What lines of the data below hold the string "correct"? Copy each one out.

+++++

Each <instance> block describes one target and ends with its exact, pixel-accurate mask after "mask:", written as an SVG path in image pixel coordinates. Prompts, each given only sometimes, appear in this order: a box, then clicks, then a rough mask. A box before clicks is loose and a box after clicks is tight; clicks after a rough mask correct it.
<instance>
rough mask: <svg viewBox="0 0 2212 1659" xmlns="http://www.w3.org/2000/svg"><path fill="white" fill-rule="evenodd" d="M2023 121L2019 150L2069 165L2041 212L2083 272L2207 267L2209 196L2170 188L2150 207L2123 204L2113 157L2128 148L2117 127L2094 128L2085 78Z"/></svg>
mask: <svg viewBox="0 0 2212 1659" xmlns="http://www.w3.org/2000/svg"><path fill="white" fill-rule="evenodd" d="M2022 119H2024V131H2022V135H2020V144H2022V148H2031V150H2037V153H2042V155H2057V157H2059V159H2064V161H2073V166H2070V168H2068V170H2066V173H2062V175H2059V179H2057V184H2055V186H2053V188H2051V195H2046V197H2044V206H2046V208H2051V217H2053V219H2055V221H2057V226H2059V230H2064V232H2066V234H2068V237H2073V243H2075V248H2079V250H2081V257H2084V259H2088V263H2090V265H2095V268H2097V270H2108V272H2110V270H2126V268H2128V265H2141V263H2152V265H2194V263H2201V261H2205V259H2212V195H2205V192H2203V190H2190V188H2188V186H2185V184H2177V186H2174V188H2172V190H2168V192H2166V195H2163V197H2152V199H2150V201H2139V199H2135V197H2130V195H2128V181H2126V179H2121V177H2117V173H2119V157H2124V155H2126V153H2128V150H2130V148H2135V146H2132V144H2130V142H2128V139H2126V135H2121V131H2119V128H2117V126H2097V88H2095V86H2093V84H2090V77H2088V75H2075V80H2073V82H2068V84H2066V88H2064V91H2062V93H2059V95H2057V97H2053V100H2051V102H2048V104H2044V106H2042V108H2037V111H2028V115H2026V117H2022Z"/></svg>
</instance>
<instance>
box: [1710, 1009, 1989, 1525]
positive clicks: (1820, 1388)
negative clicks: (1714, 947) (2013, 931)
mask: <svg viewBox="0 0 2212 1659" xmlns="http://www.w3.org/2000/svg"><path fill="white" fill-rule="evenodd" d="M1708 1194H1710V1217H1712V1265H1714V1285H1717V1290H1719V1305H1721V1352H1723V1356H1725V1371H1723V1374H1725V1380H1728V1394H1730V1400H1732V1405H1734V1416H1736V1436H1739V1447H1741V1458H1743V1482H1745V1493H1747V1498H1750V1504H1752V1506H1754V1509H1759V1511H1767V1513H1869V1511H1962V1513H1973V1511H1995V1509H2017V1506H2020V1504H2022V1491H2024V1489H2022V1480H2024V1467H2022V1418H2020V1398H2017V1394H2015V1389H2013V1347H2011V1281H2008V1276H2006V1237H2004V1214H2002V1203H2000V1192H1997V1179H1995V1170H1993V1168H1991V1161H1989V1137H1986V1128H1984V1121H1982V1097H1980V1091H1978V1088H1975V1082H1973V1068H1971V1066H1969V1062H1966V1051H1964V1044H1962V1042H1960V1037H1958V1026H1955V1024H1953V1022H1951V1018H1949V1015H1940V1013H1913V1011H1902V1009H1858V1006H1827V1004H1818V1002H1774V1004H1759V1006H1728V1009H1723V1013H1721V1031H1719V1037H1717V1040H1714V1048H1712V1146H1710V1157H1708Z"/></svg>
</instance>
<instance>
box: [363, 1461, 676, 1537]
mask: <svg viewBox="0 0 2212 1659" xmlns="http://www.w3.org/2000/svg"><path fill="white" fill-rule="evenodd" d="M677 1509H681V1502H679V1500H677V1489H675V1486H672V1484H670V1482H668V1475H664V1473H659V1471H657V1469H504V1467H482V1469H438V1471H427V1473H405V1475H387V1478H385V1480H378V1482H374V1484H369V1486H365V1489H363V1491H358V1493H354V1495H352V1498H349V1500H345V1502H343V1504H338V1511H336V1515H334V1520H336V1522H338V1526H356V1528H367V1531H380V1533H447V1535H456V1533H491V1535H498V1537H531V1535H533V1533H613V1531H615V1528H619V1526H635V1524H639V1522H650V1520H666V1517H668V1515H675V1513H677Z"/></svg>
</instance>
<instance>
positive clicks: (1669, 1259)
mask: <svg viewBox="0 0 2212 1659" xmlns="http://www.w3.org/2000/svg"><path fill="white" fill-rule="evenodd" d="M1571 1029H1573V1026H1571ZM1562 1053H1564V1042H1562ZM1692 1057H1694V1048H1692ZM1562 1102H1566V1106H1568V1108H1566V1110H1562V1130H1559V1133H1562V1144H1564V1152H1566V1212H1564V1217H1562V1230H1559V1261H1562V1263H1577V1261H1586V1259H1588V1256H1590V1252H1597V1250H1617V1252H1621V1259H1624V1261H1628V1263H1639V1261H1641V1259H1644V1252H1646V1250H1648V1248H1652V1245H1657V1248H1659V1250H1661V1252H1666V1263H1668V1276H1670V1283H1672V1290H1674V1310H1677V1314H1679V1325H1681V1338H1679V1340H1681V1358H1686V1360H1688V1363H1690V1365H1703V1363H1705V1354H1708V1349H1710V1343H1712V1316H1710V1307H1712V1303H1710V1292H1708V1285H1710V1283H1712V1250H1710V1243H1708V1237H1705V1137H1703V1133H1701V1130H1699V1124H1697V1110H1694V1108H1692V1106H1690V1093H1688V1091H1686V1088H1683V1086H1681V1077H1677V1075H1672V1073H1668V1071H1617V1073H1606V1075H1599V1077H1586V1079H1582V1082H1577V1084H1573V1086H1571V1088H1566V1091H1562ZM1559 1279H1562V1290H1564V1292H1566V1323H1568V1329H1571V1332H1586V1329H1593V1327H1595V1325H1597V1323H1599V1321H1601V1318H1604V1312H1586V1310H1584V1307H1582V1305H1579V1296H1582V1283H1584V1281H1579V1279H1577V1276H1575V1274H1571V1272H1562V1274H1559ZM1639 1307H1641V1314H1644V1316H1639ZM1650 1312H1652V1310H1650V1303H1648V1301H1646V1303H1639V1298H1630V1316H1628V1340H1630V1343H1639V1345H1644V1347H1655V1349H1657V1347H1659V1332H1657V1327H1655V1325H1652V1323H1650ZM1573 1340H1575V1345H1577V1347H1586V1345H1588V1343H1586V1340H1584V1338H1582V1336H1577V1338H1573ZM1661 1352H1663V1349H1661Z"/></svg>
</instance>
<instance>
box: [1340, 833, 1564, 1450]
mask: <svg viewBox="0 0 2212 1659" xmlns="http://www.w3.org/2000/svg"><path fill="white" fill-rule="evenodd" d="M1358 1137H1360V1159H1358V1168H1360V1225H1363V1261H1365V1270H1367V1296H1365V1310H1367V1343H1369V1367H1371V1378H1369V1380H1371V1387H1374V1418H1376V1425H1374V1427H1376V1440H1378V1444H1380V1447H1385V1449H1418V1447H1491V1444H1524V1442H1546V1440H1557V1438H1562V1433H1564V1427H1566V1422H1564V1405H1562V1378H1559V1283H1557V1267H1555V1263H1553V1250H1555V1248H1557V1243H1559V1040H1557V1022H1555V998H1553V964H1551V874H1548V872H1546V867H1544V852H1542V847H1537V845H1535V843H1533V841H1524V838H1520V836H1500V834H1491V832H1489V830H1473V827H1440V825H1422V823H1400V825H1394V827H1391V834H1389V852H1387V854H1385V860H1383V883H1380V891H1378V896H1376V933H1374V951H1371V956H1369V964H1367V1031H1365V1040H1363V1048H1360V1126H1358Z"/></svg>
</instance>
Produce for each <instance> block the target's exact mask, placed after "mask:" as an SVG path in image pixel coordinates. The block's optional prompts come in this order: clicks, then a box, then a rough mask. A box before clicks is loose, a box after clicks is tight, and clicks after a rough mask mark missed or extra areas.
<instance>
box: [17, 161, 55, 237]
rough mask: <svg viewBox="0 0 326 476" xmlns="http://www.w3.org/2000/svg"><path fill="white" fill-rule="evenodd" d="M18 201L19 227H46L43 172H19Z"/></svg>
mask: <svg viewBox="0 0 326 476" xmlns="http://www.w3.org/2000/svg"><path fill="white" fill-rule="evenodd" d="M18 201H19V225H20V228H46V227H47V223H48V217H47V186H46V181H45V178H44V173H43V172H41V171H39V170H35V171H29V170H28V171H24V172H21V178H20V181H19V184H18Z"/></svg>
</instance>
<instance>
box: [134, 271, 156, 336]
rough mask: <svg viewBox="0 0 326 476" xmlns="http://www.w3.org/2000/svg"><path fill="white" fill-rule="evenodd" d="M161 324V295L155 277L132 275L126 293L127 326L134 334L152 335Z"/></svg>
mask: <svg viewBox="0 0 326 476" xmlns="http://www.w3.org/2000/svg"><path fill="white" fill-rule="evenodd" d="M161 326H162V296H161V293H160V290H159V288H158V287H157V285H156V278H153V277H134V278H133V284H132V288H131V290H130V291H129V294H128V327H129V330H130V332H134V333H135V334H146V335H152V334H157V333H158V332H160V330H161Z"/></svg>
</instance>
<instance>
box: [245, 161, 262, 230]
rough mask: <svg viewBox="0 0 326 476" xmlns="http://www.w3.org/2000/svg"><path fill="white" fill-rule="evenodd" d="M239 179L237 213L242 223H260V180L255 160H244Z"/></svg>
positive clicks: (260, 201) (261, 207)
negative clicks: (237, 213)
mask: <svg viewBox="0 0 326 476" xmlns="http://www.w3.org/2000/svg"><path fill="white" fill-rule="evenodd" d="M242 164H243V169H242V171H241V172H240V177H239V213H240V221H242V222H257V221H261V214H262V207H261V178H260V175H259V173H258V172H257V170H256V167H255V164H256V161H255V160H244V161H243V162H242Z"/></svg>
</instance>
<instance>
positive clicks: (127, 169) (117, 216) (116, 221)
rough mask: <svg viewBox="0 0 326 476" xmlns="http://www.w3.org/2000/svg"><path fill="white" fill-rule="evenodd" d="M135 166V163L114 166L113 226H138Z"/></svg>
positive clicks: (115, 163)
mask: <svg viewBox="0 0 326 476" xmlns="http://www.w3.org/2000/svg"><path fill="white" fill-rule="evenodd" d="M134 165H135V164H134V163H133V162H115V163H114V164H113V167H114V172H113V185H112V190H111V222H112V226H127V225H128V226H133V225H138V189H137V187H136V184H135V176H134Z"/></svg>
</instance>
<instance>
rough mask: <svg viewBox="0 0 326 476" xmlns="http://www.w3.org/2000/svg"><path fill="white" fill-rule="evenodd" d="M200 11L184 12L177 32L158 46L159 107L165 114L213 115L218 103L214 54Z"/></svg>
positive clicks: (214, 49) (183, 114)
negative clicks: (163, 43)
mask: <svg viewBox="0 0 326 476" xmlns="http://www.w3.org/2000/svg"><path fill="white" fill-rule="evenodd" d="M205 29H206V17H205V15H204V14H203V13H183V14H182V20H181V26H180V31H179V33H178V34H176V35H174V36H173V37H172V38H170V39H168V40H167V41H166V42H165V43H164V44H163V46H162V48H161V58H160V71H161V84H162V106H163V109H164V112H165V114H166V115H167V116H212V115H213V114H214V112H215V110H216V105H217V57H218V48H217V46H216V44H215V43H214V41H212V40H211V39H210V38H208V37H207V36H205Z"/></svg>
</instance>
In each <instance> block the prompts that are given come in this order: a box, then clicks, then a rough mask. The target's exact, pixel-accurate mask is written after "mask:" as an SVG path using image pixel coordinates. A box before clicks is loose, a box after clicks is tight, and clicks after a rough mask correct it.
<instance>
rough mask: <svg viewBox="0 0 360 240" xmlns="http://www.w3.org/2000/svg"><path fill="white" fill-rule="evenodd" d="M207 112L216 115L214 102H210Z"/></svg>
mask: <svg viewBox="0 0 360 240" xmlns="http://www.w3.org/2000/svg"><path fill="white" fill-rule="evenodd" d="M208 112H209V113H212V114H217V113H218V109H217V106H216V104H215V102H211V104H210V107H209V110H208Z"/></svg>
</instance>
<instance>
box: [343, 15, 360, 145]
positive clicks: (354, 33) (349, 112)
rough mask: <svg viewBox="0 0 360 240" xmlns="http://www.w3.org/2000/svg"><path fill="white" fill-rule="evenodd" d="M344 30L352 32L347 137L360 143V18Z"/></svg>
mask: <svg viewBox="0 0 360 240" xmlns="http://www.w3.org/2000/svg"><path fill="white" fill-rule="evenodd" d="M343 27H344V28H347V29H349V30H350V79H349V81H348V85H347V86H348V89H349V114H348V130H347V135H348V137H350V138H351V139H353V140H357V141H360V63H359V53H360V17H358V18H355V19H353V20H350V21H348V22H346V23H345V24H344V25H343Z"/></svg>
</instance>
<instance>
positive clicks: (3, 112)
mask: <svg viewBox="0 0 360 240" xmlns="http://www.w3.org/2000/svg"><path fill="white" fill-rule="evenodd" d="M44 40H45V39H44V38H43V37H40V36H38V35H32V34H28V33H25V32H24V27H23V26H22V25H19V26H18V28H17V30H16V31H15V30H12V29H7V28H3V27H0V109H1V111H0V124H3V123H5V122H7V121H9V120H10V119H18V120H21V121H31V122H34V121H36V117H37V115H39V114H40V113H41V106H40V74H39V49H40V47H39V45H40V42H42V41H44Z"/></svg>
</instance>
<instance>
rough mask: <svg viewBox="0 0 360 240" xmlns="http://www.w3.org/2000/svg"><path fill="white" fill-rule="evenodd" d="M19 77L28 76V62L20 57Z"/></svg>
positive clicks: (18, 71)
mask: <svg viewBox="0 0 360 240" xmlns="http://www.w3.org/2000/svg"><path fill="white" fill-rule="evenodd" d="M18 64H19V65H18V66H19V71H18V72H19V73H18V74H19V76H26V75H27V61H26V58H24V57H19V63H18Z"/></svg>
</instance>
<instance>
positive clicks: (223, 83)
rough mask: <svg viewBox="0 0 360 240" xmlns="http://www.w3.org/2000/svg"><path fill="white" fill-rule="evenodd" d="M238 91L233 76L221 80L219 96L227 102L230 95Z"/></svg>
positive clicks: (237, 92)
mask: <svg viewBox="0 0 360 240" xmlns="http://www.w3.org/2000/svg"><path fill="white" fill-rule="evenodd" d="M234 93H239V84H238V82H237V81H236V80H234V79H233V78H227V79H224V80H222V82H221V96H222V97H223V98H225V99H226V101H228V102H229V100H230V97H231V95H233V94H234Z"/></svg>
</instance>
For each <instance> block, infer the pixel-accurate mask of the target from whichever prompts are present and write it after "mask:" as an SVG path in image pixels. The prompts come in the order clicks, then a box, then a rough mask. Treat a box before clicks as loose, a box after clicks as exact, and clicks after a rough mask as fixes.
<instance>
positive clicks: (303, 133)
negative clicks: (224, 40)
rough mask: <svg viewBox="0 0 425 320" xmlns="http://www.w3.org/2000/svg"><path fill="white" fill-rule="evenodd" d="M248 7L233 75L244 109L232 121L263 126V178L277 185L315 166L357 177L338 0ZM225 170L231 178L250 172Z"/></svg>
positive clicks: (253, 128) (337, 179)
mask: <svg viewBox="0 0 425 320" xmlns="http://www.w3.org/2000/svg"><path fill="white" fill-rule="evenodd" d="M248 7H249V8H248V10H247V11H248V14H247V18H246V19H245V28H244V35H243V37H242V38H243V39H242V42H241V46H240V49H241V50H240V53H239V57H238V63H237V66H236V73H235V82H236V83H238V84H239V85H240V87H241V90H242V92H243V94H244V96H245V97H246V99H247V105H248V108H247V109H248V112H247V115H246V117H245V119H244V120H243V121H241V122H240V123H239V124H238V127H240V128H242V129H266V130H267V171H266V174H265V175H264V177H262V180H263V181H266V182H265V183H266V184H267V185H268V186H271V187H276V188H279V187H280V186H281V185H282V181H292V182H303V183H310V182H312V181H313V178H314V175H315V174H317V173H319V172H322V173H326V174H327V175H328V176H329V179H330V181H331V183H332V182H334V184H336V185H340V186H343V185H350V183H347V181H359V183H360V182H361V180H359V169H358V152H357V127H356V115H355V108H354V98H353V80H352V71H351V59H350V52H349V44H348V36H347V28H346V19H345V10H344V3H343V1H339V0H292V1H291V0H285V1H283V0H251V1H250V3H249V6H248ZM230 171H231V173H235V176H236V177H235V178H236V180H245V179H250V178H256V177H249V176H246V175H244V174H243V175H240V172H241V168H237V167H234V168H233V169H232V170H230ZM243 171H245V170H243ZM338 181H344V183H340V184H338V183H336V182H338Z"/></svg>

+++++

ANSWER BOX:
Each <instance> block describes one target and ends with its exact, pixel-accurate mask after "mask:", written as an SVG path in image pixel coordinates. Prompts, each given only sometimes, appear in this order: a box, then clicks, then a rough mask. A box before clicks is loose and a box after clicks is tight; clicks after a rough mask correct it.
In each <instance> block the prompts that are given come in this order: a box, then clicks, then a rough mask. The target's exact, pixel-accurate mask is written after "mask:" as an SVG path using image pixel coordinates. A box before clicks is loose, a box after clicks is tight, and clicks after a rough mask correct it.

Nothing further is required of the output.